▶ **Excerpted data**
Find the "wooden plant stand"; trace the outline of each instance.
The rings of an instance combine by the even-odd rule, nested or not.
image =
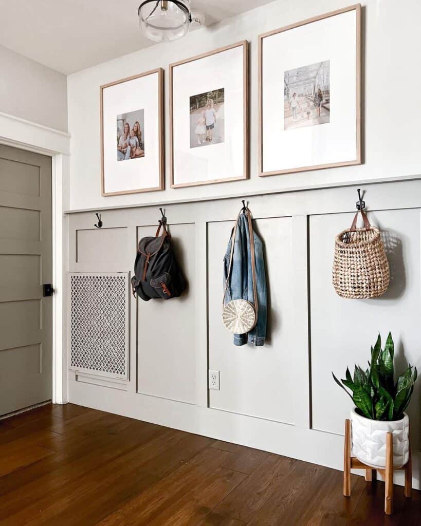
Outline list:
[[[393,473],[397,470],[405,471],[405,496],[411,498],[412,490],[412,463],[411,460],[411,443],[409,439],[409,451],[408,462],[402,466],[393,466],[393,434],[388,433],[386,442],[386,469],[375,469],[364,464],[355,457],[351,456],[351,421],[345,420],[345,439],[344,447],[344,495],[350,497],[351,469],[365,470],[365,480],[372,482],[375,480],[376,472],[378,471],[385,482],[385,513],[391,515],[393,512]]]

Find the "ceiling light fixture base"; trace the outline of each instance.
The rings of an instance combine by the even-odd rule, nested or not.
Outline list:
[[[182,38],[205,22],[203,13],[190,11],[189,0],[144,0],[138,14],[142,32],[156,42]]]

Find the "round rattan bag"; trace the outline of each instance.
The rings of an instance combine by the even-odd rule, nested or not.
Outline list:
[[[357,212],[351,228],[335,239],[332,280],[343,298],[377,298],[389,286],[389,264],[380,231],[360,211],[364,227],[356,228]]]

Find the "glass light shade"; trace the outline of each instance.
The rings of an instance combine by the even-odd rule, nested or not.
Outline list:
[[[188,0],[146,0],[139,6],[141,30],[156,42],[185,36],[189,17]]]

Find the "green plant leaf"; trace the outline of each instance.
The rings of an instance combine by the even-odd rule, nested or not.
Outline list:
[[[380,394],[382,398],[385,401],[386,407],[386,409],[387,410],[387,418],[386,419],[378,419],[378,420],[391,420],[393,418],[393,410],[394,407],[394,402],[393,401],[393,398],[390,394],[390,393],[388,392],[384,387],[382,386],[380,386],[378,390],[379,394]]]
[[[390,332],[387,337],[386,343],[385,348],[382,351],[379,357],[380,372],[386,380],[388,390],[392,390],[393,384],[393,355],[395,348]]]
[[[372,347],[372,363],[375,363],[378,360],[381,350],[382,338],[380,337],[380,333],[379,332],[377,341],[374,344],[374,347]]]
[[[387,351],[390,355],[393,363],[393,357],[395,355],[395,344],[393,343],[393,340],[392,337],[392,332],[390,331],[387,336],[387,339],[386,340],[386,343],[385,344],[385,349],[383,352],[384,352],[385,351]]]
[[[396,394],[395,397],[395,414],[399,418],[402,414],[404,407],[409,403],[410,398],[410,392],[413,385],[414,375],[412,368],[409,366],[403,375],[401,375],[396,382]]]
[[[336,378],[336,377],[335,376],[335,375],[334,375],[334,373],[333,372],[332,372],[332,376],[333,377],[333,379],[337,383],[337,385],[339,386],[339,387],[340,387],[341,389],[343,389],[345,391],[345,392],[346,393],[346,394],[349,397],[349,398],[351,399],[351,400],[352,400],[353,399],[352,396],[350,394],[350,393],[349,393],[346,390],[346,389],[345,388],[345,387],[342,385],[342,384],[338,380],[338,379]]]
[[[367,418],[373,418],[373,402],[369,394],[362,387],[357,386],[352,397],[354,403]]]
[[[354,383],[356,386],[361,386],[362,387],[367,383],[367,378],[364,371],[357,365],[354,369]]]
[[[378,364],[374,363],[372,368],[372,382],[378,390],[380,387],[380,371]]]

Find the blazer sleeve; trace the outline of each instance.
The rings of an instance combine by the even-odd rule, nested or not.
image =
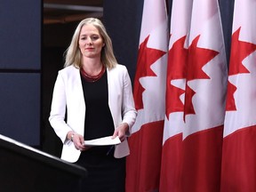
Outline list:
[[[67,140],[67,133],[72,131],[65,122],[67,105],[65,92],[65,81],[61,73],[59,72],[53,88],[49,122],[63,143],[69,141]]]
[[[129,136],[131,134],[131,128],[135,123],[135,119],[137,116],[137,111],[134,107],[134,100],[132,94],[132,87],[130,76],[128,74],[127,68],[124,68],[124,93],[123,93],[123,102],[122,102],[122,116],[123,123],[126,123],[129,125],[129,132],[126,132],[126,135]]]

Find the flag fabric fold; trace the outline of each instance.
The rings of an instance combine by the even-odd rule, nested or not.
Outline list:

▶ **Problem**
Copy out, word for word, the part of the listing that opens with the line containing "Find the flag" and runs through the end of the listing, both ends included.

▶ **Task response**
Find the flag fabric fold; trace the outline of each instance.
The rings of an instance combine by the even-odd rule, nested or not.
Outline list:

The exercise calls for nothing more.